Cento anni fa la Grande Guerra. La Brigata Sassari, baluardo ad Asiago nel 1916

A seguito della Strafexpedition austriaca, l’Esercito Italiano rischiò l’accerchiamento e la probabile disfatta. Ma l’eroico sforzo, in particolare della Brigata Sassari, scongiurò la caduta dell’Altopiano di Asiago. Con la popolazione in fuga dai villaggi a rischio invasione, nacque una solidarietà che rafforzò l’unione fra Esercito e popolo italiano.

12 agosto 2015 10:35
Cento anni fa la Grande Guerra. La Brigata Sassari, baluardo ad Asiago nel 1916
Brigata Sassari: fanti del 151° con il Tenente Alfredo Graziani

ROMA - In quel lontano 1915, l’Unità d’Italia non era ancora pienamente compiuta, sia da un punto di vista geografico, sia da un punto di vista più strettamente sociale. La geografia nazionale mancava ancora di quelle terre irredente - il Trentino e il Friuli -, che erano state il principale argomento utilizzato dalla corrente interventista per spingere il riluttante governo di Roma a prendere parte al conflitto, dichiarando guerra all’Impero Austro-ungarico, cosa che puntualmente si concretizzò in quell’ormai storico 24 maggio di cento anni orsono.

Pur sognando la conquista dei suoi confini più settentrionali, l’Italia mancava ancora di un compiuto amalgama fra le popolazioni delle varie aree, non soltanto fra il Nord e il Sud, ma anche in riferimento alle isole. All’epoca, le comunicazioni e gli spostamenti erano molto più sporadici e difficili di quanto non lo siano con la tecnologia moderna, per questo le aree montane, e le isole, appunto, restavano zone inaccessibili, a loro modo lontane dalle vicende del resto del Paese. Se, ad esempio, un napoletano o un aquilano avevano poche possibilità di recarsi a Roma o Milano, ancora meno ne aveva un abitante della Sila, della Gallura, o anche di Palermo e Catania.

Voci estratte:

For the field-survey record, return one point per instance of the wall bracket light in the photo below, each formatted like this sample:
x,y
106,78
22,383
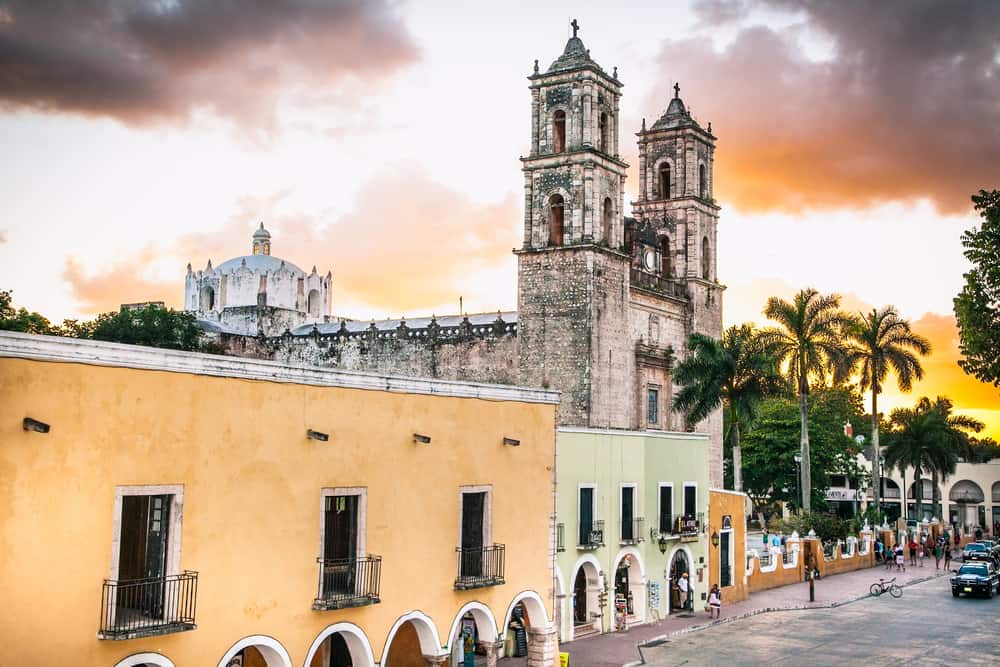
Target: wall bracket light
x,y
30,424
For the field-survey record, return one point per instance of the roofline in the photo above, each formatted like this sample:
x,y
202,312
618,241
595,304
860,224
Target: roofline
x,y
666,435
117,355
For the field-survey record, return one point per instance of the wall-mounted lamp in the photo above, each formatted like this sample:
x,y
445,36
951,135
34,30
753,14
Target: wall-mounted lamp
x,y
30,424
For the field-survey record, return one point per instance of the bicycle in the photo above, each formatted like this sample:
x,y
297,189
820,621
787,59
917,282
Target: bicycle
x,y
884,585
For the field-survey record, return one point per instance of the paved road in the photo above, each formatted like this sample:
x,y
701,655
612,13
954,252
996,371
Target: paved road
x,y
927,626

● **BREVE ESERCIZIO 1**: Elenca tutti i nomi di luogo presenti nella frase del testo sulla Brigata Sassari che inizia con «Se, ad esempio».
● **BREVE ESERCIZIO 2**: Trascrivi fedelmente il passo del testo sulla Brigata Sassari partendo dalle parole "ROMA - In quel" e fermandoti dopo le parole "cento anni orsono.".

● **RISPOSTA 1**: Roma, Milano, Sila, Gallura, Palermo, Catania

● **RISPOSTA 2**:
ROMA - In quel lontano 1915, l’Unità d’Italia non era ancora pienamente compiuta, sia da un punto di vista geografico, sia da un punto di vista più strettamente sociale. La geografia nazionale mancava ancora di quelle terre irredente - il Trentino e il Friuli -, che erano state il principale argomento utilizzato dalla corrente interventista per spingere il riluttante governo di Roma a prendere parte al conflitto, dichiarando guerra all’Impero Austro-ungarico, cosa che puntualmente si concretizzò in quell’ormai storico 24 maggio di cento anni orsono.